━━ The input

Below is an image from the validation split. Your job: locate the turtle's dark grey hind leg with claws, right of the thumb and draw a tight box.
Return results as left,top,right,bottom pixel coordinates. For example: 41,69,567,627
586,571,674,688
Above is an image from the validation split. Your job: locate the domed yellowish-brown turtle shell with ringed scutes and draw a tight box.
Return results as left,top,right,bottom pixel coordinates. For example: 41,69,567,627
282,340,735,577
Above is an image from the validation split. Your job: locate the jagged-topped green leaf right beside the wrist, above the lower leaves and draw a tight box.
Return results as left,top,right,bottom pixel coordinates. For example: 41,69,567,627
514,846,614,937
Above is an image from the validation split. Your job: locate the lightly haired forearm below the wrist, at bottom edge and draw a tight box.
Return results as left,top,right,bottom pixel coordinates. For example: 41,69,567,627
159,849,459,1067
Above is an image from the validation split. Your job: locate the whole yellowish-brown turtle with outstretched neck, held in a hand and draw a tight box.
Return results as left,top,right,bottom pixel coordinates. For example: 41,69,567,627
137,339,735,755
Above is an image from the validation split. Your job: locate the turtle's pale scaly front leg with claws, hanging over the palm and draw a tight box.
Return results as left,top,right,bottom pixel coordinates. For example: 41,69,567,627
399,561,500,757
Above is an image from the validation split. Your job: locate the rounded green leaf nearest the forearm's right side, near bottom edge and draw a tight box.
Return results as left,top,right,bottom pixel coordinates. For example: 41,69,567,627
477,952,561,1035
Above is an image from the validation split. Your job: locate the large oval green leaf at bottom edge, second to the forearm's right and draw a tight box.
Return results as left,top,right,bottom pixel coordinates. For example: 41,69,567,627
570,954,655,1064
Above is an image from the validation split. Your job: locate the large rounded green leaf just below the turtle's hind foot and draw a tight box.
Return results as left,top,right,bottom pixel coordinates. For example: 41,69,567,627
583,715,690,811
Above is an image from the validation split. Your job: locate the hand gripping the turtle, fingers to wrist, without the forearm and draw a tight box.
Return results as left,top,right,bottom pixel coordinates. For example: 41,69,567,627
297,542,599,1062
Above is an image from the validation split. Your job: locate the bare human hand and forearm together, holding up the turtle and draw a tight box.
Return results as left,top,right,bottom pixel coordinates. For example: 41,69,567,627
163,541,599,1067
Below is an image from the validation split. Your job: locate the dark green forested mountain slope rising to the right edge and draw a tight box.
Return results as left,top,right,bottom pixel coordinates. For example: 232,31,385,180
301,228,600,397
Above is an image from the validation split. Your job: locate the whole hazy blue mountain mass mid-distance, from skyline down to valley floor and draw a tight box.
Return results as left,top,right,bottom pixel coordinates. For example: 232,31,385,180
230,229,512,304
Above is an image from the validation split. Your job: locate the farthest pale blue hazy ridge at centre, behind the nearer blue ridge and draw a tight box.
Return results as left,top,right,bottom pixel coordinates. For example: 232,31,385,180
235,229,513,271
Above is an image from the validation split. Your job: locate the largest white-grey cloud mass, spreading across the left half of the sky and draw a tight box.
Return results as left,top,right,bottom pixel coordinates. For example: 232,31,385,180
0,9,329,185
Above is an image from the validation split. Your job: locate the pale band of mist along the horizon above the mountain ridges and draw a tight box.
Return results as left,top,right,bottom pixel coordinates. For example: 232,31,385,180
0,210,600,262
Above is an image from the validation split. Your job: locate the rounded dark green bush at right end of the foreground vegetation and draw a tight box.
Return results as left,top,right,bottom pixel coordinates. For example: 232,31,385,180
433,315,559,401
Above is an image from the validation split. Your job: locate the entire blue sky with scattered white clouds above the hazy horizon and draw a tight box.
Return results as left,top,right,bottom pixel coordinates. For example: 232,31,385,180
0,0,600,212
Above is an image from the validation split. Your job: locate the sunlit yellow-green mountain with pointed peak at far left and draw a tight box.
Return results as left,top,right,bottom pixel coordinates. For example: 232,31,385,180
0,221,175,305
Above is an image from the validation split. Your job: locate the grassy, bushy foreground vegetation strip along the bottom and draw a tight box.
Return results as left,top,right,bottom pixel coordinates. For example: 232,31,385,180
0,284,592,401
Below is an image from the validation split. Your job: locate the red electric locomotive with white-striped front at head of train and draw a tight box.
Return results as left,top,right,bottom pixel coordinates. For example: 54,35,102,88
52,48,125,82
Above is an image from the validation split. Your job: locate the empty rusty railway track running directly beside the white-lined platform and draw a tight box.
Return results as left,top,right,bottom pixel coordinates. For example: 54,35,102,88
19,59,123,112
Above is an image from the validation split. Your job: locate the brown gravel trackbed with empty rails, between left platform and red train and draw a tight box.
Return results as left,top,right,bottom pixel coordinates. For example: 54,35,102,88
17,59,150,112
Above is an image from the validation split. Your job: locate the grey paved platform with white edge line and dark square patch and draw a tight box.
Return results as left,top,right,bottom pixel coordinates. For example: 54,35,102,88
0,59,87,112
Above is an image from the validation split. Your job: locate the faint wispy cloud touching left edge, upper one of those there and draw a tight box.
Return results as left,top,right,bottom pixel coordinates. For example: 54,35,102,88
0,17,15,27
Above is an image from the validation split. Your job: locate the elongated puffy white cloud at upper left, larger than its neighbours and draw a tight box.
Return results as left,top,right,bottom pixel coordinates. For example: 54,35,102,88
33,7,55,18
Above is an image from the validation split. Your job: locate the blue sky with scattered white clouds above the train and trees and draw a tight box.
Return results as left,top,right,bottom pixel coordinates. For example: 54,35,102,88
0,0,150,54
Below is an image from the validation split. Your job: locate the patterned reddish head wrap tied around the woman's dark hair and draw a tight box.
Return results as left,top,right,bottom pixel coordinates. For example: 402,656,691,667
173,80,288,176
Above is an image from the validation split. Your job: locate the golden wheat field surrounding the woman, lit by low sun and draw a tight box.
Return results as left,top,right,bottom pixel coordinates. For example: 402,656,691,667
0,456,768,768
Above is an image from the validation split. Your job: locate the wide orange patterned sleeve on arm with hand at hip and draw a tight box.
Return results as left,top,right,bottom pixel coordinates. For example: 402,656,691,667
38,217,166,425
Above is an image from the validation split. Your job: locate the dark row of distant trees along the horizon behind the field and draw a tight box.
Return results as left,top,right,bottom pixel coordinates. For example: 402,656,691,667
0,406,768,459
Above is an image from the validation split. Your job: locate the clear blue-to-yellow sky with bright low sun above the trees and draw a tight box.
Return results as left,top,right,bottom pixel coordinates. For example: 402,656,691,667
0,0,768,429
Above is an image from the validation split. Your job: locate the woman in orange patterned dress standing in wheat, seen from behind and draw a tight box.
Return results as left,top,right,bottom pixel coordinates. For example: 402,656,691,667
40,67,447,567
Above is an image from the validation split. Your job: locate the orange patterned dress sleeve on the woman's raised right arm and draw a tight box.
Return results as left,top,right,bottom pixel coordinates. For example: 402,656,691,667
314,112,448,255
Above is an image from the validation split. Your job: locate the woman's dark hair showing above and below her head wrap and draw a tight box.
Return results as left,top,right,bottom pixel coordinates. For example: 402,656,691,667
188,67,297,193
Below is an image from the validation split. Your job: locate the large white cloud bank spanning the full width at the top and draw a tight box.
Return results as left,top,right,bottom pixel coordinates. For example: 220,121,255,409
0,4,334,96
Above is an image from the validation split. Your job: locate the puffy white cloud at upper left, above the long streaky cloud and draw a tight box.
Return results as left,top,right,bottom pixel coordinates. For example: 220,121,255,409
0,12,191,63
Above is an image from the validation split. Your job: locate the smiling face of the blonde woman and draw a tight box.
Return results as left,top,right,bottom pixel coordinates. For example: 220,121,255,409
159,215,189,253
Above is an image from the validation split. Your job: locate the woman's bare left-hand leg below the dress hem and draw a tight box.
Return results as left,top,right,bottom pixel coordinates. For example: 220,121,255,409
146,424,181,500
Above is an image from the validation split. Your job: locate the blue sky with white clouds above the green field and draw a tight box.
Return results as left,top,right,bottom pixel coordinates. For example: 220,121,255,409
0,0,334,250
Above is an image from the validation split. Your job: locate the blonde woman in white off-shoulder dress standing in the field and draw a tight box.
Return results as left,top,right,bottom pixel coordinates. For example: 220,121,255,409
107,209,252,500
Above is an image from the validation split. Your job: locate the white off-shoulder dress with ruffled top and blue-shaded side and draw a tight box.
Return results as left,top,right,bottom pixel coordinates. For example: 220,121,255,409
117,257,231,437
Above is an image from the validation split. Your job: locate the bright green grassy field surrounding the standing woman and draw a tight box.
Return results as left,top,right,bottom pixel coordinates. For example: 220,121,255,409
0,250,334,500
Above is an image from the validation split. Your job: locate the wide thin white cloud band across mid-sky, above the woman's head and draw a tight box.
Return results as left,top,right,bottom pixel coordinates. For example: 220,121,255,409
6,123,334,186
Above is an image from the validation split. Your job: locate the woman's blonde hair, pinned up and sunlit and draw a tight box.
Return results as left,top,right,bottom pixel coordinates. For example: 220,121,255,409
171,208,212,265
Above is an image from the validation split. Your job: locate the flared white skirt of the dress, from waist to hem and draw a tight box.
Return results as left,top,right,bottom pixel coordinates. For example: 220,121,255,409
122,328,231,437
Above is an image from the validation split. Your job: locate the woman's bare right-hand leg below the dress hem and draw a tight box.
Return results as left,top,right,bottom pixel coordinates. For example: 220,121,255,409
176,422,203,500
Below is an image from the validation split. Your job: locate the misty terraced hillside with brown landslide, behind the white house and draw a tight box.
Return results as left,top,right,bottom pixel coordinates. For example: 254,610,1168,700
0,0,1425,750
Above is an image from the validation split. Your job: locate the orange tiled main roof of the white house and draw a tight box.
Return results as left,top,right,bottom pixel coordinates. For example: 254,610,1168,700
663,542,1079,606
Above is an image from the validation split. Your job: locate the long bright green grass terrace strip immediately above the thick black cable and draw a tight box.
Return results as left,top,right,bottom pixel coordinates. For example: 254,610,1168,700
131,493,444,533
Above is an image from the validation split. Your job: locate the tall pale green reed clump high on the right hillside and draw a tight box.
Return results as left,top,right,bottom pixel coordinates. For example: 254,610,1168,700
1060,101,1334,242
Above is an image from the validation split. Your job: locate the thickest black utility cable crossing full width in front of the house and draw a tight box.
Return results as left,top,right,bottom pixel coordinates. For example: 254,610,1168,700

━━━━

* Problem statement:
From the entries above, restate word for word the lines from the line containing "right and draw a tight box." to the line containing "forearm and draw a tight box.", both ends included, and nothing more.

* Task answer:
Above is an image from the validation split. Your job: locate the large oval green leaf at bottom edge, second to the forearm's right and draw a tight box.
Return results as left,top,right,bottom pixel coordinates. For example: 41,69,567,627
570,954,655,1064
Above is an image from the validation split. Your job: locate the large rounded green leaf just below the turtle's hind foot and draw a tight box.
Return results as left,top,right,bottom pixel coordinates. For example: 41,69,567,627
583,715,690,811
Above is an image from the validation split. Your job: locate the hand gripping the turtle, fingers to wrist, without the forearm and draw a tight box.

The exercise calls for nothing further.